__Text segment__:
☆ ☆ ☆

Health care employers in California are now required to accommodate nurses who have lifting restrictions. In other states, nurses must prove that they have a disability covered by the Americans With Disabilities Act (ADA) to receive an accommodation.
The new law means California nurses may now decline to participate in a patient lift, reposition or transfer without fear of reprisal. As long as their concerns relate to safety, nurses cannot be fired for refusing to lift a patient.
The Hospital Patient and Health Care Worker Injury Protection Act is aimed at improving safety and reducing turnover in a state where more than 12 percent of nurses leave the workforce each year due to back injuries.
“It is imperative that we protect our registered nurses and other health care workers from injury, and provide patients with safe and appropriate care,” the law states. “At a cost of between [$60,000] and [$140,000] to train and orient each new nurse, preventing turnover from injuries will save hospitals money.”
The new law also requires employers to train and provide staff to help employers lift patients.
While the California law applies only in-state, nurses throughout the country receive some level of protection under the ADA, according to U.S. Equal Employment Opportunity Commission guidance.
The EEOC has made clear that employers in the health care industry may need to provide a portable mechanical patient lifting device to a nurse with a lifting restricting. “Purchase of the device and the cost of the associated training would not pose an undue hardship,” according to the EEOC.

☆ ☆ ☆

__Record set__:
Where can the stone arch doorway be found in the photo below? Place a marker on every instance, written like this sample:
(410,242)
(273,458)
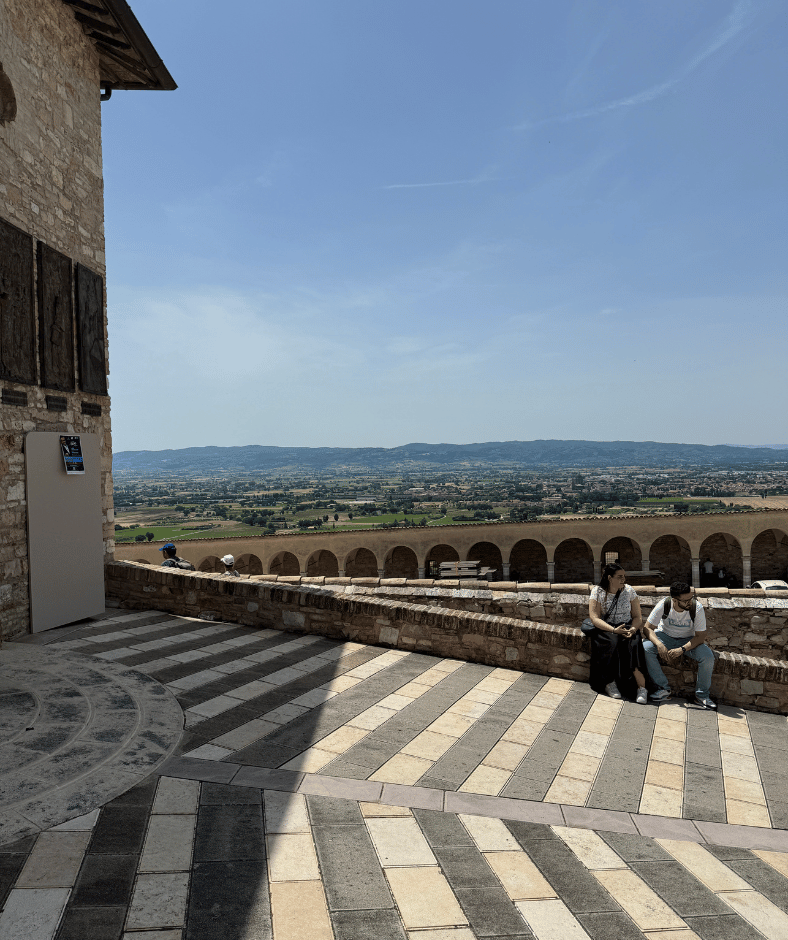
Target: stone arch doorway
(574,562)
(769,555)
(248,564)
(401,562)
(725,553)
(322,564)
(489,555)
(627,550)
(361,563)
(671,555)
(436,555)
(284,564)
(528,561)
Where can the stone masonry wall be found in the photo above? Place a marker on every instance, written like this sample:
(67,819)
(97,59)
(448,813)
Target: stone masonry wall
(312,606)
(51,188)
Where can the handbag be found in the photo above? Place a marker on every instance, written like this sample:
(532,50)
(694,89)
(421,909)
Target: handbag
(588,626)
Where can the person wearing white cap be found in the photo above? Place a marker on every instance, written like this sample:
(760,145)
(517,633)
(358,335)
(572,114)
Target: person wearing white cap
(228,561)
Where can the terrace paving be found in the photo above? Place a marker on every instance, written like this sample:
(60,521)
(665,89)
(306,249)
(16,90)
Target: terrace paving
(329,789)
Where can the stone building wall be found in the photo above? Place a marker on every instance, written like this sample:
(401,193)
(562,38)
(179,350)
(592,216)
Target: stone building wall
(51,189)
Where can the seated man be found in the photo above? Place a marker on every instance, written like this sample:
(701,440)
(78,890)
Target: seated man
(674,628)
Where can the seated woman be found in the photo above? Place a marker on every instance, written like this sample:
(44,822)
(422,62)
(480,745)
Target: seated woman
(618,662)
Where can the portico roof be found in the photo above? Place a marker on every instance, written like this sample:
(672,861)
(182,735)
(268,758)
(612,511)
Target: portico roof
(127,57)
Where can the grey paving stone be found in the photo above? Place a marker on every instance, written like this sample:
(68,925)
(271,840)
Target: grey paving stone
(104,880)
(611,925)
(229,899)
(681,890)
(763,878)
(442,829)
(96,923)
(364,925)
(635,848)
(723,927)
(229,833)
(352,876)
(491,913)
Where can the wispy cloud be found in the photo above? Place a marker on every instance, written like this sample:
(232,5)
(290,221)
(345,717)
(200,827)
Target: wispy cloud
(734,24)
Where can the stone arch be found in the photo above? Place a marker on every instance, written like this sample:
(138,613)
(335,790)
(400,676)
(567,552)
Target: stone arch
(725,552)
(361,563)
(528,561)
(628,551)
(488,554)
(284,564)
(769,555)
(671,555)
(401,562)
(249,564)
(436,555)
(574,562)
(322,563)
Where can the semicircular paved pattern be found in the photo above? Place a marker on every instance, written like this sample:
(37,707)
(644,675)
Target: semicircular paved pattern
(74,733)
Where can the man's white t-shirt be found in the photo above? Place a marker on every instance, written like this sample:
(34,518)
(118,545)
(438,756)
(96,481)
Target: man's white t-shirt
(678,624)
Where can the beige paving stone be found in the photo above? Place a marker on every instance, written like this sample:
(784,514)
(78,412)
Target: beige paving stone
(551,920)
(568,790)
(667,751)
(747,814)
(590,744)
(660,774)
(521,879)
(661,801)
(285,812)
(55,860)
(489,780)
(740,767)
(704,866)
(424,898)
(734,744)
(490,835)
(579,766)
(341,739)
(429,745)
(760,912)
(372,718)
(402,768)
(168,843)
(644,907)
(381,809)
(159,901)
(176,796)
(291,857)
(399,842)
(524,732)
(299,911)
(310,761)
(452,724)
(245,734)
(506,755)
(592,850)
(745,791)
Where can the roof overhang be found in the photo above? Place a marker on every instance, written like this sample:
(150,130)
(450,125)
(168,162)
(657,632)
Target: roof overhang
(127,59)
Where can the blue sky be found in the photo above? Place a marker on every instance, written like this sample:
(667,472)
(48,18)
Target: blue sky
(366,224)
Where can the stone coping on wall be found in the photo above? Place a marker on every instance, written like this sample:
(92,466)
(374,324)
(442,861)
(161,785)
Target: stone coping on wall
(313,607)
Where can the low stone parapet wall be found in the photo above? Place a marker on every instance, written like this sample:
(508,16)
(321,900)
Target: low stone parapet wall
(331,610)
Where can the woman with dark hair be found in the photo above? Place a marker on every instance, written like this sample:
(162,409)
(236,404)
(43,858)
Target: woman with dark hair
(618,662)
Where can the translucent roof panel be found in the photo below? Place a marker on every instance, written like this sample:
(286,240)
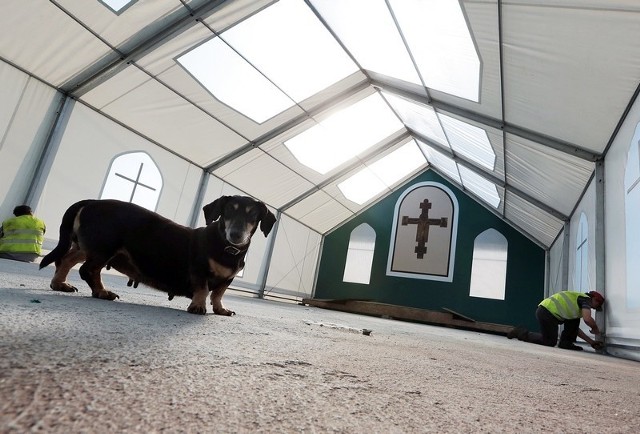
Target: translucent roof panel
(382,174)
(420,118)
(441,45)
(371,37)
(469,140)
(440,161)
(234,81)
(345,134)
(480,186)
(271,61)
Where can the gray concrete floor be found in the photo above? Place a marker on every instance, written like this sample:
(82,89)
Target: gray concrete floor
(70,363)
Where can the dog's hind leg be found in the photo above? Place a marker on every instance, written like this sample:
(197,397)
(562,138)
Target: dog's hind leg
(199,300)
(90,273)
(63,266)
(216,300)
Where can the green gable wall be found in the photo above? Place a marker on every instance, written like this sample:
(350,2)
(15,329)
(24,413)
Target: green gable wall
(525,265)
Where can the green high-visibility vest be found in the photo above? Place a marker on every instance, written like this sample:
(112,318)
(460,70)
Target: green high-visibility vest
(564,305)
(22,234)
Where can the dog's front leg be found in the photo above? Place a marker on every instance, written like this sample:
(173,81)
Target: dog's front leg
(216,299)
(59,281)
(199,300)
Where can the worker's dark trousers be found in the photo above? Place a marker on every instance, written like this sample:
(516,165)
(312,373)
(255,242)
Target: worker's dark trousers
(549,329)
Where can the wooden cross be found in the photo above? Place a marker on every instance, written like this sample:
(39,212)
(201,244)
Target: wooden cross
(422,230)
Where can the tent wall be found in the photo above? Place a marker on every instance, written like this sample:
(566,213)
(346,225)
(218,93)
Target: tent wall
(27,114)
(524,276)
(622,239)
(82,151)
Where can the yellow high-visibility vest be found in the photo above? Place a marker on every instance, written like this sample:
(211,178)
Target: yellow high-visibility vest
(22,234)
(564,305)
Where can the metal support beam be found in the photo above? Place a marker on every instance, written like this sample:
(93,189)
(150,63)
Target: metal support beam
(266,262)
(99,72)
(491,177)
(551,142)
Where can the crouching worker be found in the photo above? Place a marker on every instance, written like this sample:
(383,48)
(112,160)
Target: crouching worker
(565,307)
(21,236)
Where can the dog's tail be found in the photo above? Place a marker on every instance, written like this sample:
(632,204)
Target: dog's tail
(66,232)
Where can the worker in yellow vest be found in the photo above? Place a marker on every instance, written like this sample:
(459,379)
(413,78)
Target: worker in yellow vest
(565,307)
(21,236)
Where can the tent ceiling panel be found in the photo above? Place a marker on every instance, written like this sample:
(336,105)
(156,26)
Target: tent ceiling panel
(319,212)
(537,223)
(554,178)
(50,56)
(114,28)
(368,182)
(264,178)
(162,116)
(570,70)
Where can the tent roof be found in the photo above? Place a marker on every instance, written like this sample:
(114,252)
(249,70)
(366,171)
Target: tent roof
(514,100)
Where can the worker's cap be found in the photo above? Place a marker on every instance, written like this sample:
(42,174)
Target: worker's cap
(596,296)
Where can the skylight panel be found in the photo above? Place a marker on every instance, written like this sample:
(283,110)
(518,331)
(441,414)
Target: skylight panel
(418,117)
(382,174)
(470,141)
(289,45)
(481,187)
(117,5)
(344,135)
(233,81)
(441,162)
(371,37)
(441,44)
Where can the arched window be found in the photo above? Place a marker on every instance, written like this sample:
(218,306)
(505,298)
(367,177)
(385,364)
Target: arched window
(423,238)
(632,220)
(581,280)
(133,177)
(362,243)
(489,268)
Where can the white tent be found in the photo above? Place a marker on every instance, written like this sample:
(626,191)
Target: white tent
(321,107)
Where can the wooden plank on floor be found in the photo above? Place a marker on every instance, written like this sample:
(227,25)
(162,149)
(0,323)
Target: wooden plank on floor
(406,314)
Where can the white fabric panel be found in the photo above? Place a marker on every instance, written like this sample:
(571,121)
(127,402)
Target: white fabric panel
(555,178)
(58,47)
(537,223)
(26,114)
(587,206)
(554,46)
(320,212)
(115,28)
(483,19)
(79,168)
(264,178)
(622,321)
(294,260)
(163,116)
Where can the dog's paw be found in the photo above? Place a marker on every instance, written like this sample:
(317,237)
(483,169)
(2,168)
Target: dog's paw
(105,295)
(224,312)
(63,287)
(198,310)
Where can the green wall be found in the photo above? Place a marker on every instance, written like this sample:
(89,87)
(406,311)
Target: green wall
(525,265)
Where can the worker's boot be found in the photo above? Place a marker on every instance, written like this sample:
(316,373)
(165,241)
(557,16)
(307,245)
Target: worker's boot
(518,332)
(569,346)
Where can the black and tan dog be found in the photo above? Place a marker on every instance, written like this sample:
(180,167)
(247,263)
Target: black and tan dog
(151,249)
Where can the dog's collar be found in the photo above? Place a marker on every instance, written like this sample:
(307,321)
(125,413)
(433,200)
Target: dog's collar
(233,250)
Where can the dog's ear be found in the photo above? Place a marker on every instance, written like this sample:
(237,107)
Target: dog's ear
(213,210)
(267,220)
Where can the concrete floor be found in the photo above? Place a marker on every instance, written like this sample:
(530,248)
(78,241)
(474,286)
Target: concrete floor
(142,364)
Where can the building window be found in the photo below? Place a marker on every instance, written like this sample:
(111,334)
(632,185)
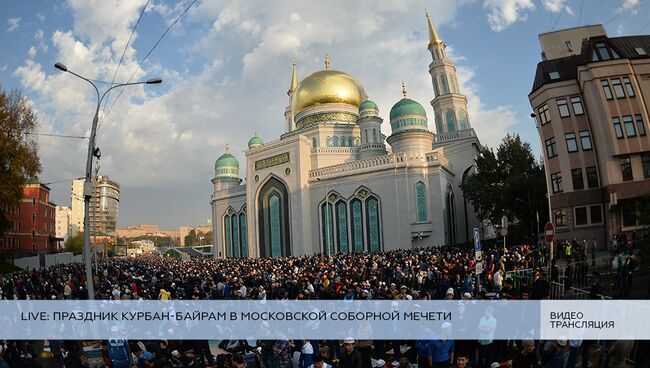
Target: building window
(606,89)
(629,126)
(596,214)
(560,218)
(556,182)
(551,150)
(421,201)
(576,176)
(571,143)
(576,103)
(628,86)
(645,159)
(639,125)
(581,216)
(592,177)
(618,88)
(544,117)
(626,168)
(585,140)
(618,129)
(563,107)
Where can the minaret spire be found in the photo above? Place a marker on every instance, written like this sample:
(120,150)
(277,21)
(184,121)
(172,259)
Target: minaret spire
(433,34)
(294,79)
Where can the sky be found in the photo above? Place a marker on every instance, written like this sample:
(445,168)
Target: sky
(226,67)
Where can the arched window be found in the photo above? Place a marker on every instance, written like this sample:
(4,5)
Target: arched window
(235,236)
(327,226)
(436,91)
(373,234)
(342,226)
(243,235)
(439,125)
(421,201)
(228,235)
(274,219)
(451,120)
(443,84)
(462,116)
(452,84)
(357,225)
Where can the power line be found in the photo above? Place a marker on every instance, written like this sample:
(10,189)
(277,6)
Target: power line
(59,135)
(149,53)
(122,57)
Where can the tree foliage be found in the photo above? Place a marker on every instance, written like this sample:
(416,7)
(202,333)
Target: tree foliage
(75,243)
(19,161)
(509,182)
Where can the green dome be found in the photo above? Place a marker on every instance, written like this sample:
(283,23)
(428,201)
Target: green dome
(367,105)
(406,106)
(227,160)
(255,142)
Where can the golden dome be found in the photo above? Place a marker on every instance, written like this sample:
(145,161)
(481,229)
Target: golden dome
(327,86)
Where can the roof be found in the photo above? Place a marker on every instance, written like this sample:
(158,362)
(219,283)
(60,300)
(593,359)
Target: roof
(567,67)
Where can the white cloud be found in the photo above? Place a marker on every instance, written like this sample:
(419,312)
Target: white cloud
(13,24)
(503,13)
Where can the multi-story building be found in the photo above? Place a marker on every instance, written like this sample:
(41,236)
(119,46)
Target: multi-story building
(592,117)
(33,222)
(63,227)
(104,205)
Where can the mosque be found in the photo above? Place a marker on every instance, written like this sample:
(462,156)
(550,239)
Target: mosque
(330,184)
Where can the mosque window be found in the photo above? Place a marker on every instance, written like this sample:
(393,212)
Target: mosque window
(342,226)
(372,224)
(436,91)
(327,227)
(451,120)
(235,235)
(274,217)
(452,84)
(421,201)
(443,84)
(438,118)
(228,236)
(357,225)
(462,116)
(243,235)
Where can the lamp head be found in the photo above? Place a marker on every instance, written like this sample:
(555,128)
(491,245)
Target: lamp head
(61,67)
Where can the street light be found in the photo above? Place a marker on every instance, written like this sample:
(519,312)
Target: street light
(93,151)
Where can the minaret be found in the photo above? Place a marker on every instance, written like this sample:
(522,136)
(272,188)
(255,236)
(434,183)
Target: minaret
(289,124)
(449,105)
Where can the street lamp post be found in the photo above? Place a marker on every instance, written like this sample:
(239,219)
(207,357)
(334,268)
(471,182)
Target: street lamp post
(93,151)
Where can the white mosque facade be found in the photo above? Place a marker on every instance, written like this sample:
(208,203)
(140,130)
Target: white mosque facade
(330,184)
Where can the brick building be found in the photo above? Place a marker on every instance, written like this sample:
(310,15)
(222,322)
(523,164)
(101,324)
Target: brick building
(33,223)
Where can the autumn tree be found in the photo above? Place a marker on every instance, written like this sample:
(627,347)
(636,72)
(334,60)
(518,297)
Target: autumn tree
(19,161)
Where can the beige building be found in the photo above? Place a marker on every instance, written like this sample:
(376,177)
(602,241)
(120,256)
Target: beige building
(592,118)
(104,205)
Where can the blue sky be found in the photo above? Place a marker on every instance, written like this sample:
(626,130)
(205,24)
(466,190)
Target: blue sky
(226,68)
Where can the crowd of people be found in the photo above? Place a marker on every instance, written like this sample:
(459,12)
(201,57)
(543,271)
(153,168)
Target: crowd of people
(433,273)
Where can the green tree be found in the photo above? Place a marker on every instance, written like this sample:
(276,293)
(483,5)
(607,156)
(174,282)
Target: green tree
(19,161)
(509,182)
(75,243)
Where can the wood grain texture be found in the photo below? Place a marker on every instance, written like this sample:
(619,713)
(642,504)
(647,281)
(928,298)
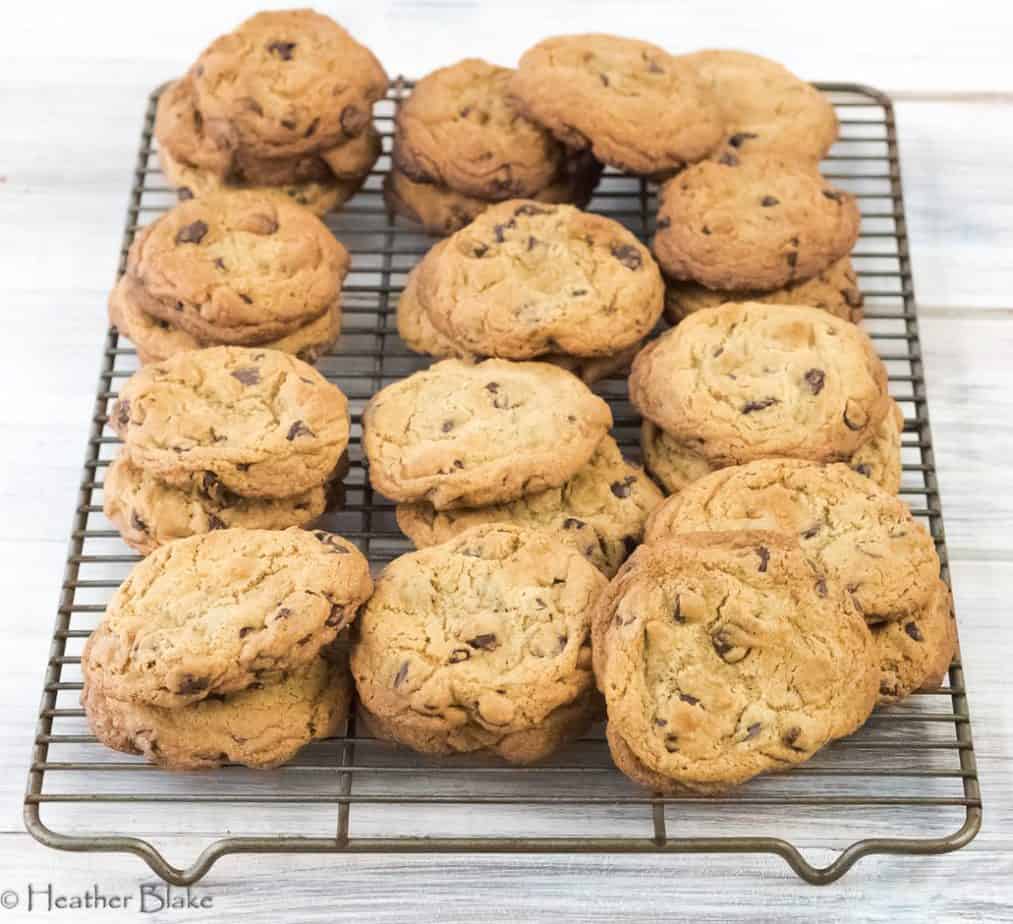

☆ ☆ ☆

__Activity list__:
1. Answer these questions about the article on nurse lifting protections:
(a) What share of nurses in California leave the workforce each year due to back injuries?
(b) According to the law, what does it cost to train and orient each new nurse?
(c) What device does the EEOC say health care employers may need to provide to a nurse with a lifting restriction?
2. Copy word for word the part of the article on nurse lifting protections between "The Hospital Patient" and "Opportunity Commission guidance.", inclusive.
The items come from a separate source.

__Solutions for each task__:
1.
(a) More than 12 percent.
(b) Between $60,000 and $140,000.
(c) A portable mechanical patient lifting device.

2.
The Hospital Patient and Health Care Worker Injury Protection Act is aimed at improving safety and reducing turnover in a state where more than 12 percent of nurses leave the workforce each year due to back injuries.
“It is imperative that we protect our registered nurses and other health care workers from injury, and provide patients with safe and appropriate care,” the law states. “At a cost of between [$60,000] and [$140,000] to train and orient each new nurse, preventing turnover from injuries will save hospitals money.”
The new law also requires employers to train and provide staff to help employers lift patients.
While the California law applies only in-state, nurses throughout the country receive some level of protection under the ADA, according to U.S. Equal Employment Opportunity Commission guidance.